** Work task **
All entries should be output exactly as they stand.

** The data **
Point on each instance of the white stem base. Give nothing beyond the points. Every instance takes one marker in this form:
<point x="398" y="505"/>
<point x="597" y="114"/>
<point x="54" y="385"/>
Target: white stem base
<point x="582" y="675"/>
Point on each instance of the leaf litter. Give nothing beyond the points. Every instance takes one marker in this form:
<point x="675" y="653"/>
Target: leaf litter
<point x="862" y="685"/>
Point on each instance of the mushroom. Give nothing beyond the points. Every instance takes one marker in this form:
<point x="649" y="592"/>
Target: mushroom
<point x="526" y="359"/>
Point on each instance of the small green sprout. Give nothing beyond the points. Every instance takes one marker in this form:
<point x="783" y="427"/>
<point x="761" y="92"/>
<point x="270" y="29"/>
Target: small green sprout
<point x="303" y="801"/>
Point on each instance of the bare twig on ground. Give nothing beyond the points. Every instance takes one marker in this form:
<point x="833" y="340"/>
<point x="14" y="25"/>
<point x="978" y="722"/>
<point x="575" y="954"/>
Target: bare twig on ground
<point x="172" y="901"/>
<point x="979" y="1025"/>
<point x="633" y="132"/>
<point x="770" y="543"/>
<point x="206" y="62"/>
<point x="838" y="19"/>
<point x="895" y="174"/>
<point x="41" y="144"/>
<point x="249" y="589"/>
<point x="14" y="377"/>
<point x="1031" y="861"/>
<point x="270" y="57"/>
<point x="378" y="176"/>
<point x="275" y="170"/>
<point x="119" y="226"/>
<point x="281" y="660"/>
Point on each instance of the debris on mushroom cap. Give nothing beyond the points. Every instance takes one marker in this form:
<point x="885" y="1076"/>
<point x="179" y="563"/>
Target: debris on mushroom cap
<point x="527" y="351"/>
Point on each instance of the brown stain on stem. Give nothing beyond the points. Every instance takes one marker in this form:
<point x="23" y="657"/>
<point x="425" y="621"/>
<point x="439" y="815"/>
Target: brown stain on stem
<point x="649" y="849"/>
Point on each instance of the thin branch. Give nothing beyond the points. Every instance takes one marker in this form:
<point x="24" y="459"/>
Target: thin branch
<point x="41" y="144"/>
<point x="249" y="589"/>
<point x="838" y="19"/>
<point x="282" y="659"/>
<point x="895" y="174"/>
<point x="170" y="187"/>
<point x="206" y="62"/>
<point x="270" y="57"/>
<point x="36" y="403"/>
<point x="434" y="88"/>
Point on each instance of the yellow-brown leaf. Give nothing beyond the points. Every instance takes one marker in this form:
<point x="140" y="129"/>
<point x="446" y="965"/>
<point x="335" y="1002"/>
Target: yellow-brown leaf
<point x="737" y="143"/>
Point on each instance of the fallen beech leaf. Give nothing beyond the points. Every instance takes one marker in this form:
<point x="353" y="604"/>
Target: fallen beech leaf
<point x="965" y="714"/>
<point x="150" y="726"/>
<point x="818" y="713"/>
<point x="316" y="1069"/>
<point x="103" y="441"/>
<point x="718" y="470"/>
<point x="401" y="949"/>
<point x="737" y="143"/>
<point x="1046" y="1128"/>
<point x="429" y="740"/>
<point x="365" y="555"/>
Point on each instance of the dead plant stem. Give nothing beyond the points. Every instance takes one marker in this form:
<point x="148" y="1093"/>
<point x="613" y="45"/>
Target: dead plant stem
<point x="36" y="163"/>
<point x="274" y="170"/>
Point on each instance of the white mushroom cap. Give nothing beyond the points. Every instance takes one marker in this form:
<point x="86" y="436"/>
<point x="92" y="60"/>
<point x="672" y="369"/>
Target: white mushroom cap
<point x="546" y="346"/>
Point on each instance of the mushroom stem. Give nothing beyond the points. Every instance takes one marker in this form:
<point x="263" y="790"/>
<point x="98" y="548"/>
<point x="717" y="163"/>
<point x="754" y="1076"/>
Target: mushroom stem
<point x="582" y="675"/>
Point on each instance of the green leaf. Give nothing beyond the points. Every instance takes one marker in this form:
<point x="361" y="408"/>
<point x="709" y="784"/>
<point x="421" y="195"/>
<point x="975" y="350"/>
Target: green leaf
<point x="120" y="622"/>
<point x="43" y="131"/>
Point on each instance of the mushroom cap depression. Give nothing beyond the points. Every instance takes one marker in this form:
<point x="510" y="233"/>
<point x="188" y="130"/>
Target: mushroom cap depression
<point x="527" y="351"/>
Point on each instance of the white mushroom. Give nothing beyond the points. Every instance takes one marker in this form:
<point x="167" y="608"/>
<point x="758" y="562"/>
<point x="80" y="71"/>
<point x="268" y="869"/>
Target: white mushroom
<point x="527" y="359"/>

** Output **
Point on each instance of the white stem base. Give nothing beyond the points. Every instance takes one marker in this form:
<point x="398" y="505"/>
<point x="597" y="114"/>
<point x="54" y="385"/>
Target: white stem base
<point x="582" y="675"/>
Point on each instance of the leaf litter. Give nothing beyond the points. Every instance takes one marker in this form:
<point x="675" y="653"/>
Target: leaf litter
<point x="862" y="685"/>
Point on each instance of the mushroom. Give nothing beyond the points. Every instance takes one marker in this form:
<point x="649" y="592"/>
Target: mushroom
<point x="526" y="359"/>
Point on each instance of the small green sprout. Give nothing beyond the points. Every instance takes one marker in this form:
<point x="783" y="427"/>
<point x="761" y="92"/>
<point x="270" y="29"/>
Target: small green sprout
<point x="303" y="801"/>
Point on each instance of the bare twig on ground. Give nothing beyond the points. Every instance takes one marker in this form:
<point x="833" y="340"/>
<point x="14" y="25"/>
<point x="978" y="722"/>
<point x="575" y="954"/>
Target: bare twig on ground
<point x="172" y="901"/>
<point x="979" y="1025"/>
<point x="633" y="132"/>
<point x="770" y="543"/>
<point x="206" y="62"/>
<point x="838" y="19"/>
<point x="895" y="174"/>
<point x="41" y="144"/>
<point x="249" y="589"/>
<point x="14" y="377"/>
<point x="1031" y="861"/>
<point x="270" y="57"/>
<point x="378" y="176"/>
<point x="275" y="170"/>
<point x="119" y="226"/>
<point x="281" y="660"/>
Point on each instance of the debris on mushroom cap. Give nothing beyond the points. Every instance takes one marker in this form:
<point x="885" y="1076"/>
<point x="179" y="563"/>
Target: debris on mushroom cap
<point x="527" y="351"/>
Point on each instance of the brown stain on stem. Give nothing beyond the points. Every instance takes one marker in this form:
<point x="23" y="657"/>
<point x="425" y="621"/>
<point x="439" y="815"/>
Target: brown stain on stem
<point x="649" y="849"/>
Point on each instance of the thin branch. Give nothing beyond the points. Every instance takes one marker in this form:
<point x="24" y="459"/>
Target: thin branch
<point x="41" y="144"/>
<point x="249" y="589"/>
<point x="838" y="19"/>
<point x="282" y="659"/>
<point x="895" y="174"/>
<point x="170" y="187"/>
<point x="206" y="62"/>
<point x="270" y="57"/>
<point x="36" y="403"/>
<point x="434" y="88"/>
Point on each instance of the yellow-brown leaf. Give nothing beyond the points. Every instance takes one marker in this form:
<point x="140" y="129"/>
<point x="446" y="965"/>
<point x="335" y="1002"/>
Target: yellow-brown leaf
<point x="737" y="143"/>
Point on each instance of the fallen beech leaf. Give nothing beyond the points. Every instance takes one marker in this form:
<point x="353" y="604"/>
Target: fallen beech leaf
<point x="965" y="714"/>
<point x="150" y="726"/>
<point x="818" y="713"/>
<point x="316" y="1069"/>
<point x="103" y="441"/>
<point x="718" y="470"/>
<point x="401" y="949"/>
<point x="737" y="143"/>
<point x="1046" y="1128"/>
<point x="429" y="740"/>
<point x="365" y="555"/>
Point on each instance of the dead plant stem. Give nothing beyond the points. Every instance takes one marker in this form:
<point x="148" y="1093"/>
<point x="613" y="45"/>
Target: dead plant stem
<point x="36" y="163"/>
<point x="274" y="170"/>
Point on each instance of the white mushroom cap. Give nothing beyond the points. Every instance takes one marker in this form:
<point x="86" y="436"/>
<point x="92" y="60"/>
<point x="672" y="369"/>
Target: white mushroom cap
<point x="546" y="346"/>
Point on each instance of the mushroom stem. Give nothing beyond the points. Every instance takes one marker in this form:
<point x="263" y="790"/>
<point x="98" y="548"/>
<point x="717" y="163"/>
<point x="754" y="1076"/>
Target: mushroom stem
<point x="582" y="675"/>
Point on each instance of the green leaf. Give nothing beyond the points. Every instance takes one marker in this form:
<point x="361" y="408"/>
<point x="709" y="784"/>
<point x="421" y="195"/>
<point x="975" y="350"/>
Target: green leaf
<point x="120" y="622"/>
<point x="43" y="131"/>
Point on each instance of the mushroom cap depression. Give nothing beyond the points. Every instance takes one marker in this form:
<point x="510" y="233"/>
<point x="188" y="130"/>
Target: mushroom cap depression
<point x="527" y="351"/>
Point on each instance of the white mushroom. Give nothing beyond the points. Every instance takes one marker in this form:
<point x="167" y="608"/>
<point x="758" y="562"/>
<point x="80" y="71"/>
<point x="268" y="869"/>
Target: white mushroom
<point x="527" y="359"/>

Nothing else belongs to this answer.